Every record must reappear in the answer exactly as given.

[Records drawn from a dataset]
--

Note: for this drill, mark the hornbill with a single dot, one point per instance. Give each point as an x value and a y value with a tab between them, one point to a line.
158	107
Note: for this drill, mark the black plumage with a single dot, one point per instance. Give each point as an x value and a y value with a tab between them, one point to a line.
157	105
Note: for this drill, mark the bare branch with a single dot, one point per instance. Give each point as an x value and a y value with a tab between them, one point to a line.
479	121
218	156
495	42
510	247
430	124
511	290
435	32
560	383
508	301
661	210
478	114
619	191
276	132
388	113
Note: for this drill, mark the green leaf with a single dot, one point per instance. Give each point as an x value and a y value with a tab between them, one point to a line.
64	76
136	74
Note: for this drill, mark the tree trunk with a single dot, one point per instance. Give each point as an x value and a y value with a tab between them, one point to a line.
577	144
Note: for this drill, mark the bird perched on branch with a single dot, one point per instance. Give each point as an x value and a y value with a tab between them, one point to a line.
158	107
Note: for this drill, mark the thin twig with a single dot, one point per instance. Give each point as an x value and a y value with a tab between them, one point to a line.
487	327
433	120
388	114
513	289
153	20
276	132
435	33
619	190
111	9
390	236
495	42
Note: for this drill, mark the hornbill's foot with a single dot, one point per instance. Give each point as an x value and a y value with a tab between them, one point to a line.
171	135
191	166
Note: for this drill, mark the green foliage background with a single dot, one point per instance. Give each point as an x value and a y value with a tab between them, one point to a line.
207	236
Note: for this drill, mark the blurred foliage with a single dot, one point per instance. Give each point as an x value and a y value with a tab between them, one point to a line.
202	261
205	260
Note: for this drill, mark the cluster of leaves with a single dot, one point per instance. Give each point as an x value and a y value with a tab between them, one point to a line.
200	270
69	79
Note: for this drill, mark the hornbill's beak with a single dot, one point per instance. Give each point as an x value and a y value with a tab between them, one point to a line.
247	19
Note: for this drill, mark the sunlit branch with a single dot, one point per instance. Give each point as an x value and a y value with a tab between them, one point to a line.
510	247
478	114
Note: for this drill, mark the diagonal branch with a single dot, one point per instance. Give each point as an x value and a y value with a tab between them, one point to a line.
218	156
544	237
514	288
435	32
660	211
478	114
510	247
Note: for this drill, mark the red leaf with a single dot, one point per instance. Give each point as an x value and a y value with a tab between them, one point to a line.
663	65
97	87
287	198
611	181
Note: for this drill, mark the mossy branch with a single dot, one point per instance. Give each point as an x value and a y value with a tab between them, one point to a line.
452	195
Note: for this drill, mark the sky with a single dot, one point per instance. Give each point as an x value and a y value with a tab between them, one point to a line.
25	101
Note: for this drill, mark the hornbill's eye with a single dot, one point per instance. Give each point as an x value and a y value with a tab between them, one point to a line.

--

Answer area -
Note: for this drill, mark the hornbill with a single dot, one point per instance. Give each point as an x value and a y value with a tab between them, one point to a line.
158	107
Note: for this drill, mark the black plumage with a single dot, one point per instance. Give each point as an x value and a y value with a tab between them, one point to a line.
157	105
Note: for this drill, mark the bare branch with a single dot, one point per instance. Give each point as an x value and a y value with a tab between them, one point to a line.
479	121
218	156
495	42
510	247
430	124
511	290
435	32
560	383
508	301
661	210
478	114
619	191
276	132
388	113
Note: for this drill, mark the green leaf with a single dot, one point per instance. Give each point as an x value and a y value with a tab between them, one point to a line.
64	76
136	74
Note: for this drill, mark the tree trunk with a single dot, one point per instance. Give each point as an x value and a y value with a tab between them, one point to a line.
577	144
Note: for this drill, mark the bird perched on branch with a single dot, one point per instance. Give each point as an x value and a y value with a tab between them, one point to a line.
158	107
Note: for this drill, mark the thin twig with a single dot, one point per instance. Give each point as an x value and a y value with a tab between them, one point to a line.
487	327
433	120
388	114
513	289
153	20
276	132
435	33
619	190
111	9
390	236
495	42
Note: for this drill, mark the hornbill's foot with a single dot, one point per instance. Give each point as an x value and a y value with a tab between them, one point to a line.
171	135
191	166
Note: for this drill, mark the green foliage background with a single dot, one point per instance. Give each point as an x value and a y value with a tab between them, one point to a line.
207	236
Note: for this drill, mark the blurred foliage with a single dot, one point per instance. Give each point as an x value and a y value with a tab between them, one point to a line.
202	261
205	260
Note: for this drill, mark the cluster of leaves with a single dot, one point per instance. Give each point as an x value and a y value with a tab between them, one point to a line.
200	270
69	79
Note: for this drill, mark the hornbill's beak with a single dot, one point per instance. Give each point as an x value and a y value with a tab between them, one point to a line.
247	19
Note: for this drill, mark the sunlit branch with a single dot, one point per instance. Give each point as an x value and a y value with a tab between them, one point to a line.
510	247
478	114
Note: for this drill, mark the diagonal branch with a single dot, one point per instance. Give each point as an x value and a y value with a tab between them, one point to a line.
218	156
544	237
514	288
435	32
660	211
478	114
510	247
Note: for this drill, mark the red leaf with a single dot, one point per instance. Give each point as an x value and a y value with a tab between them, one point to a line.
663	65
97	87
287	198
611	181
Note: for this drill, mark the mossy branch with a single dot, one point per instance. Give each point as an x value and a y value with a tab between them, one point to a line.
452	195
Note: for this drill, mark the sky with a single dot, one point per instance. Give each point as an x value and a y value with a tab between them, one point to a line.
25	101
Note: for this drill, mark the hornbill's eye with a single dot, one point per instance. Give each point as an x value and a y value with a tab between them, one point to a line.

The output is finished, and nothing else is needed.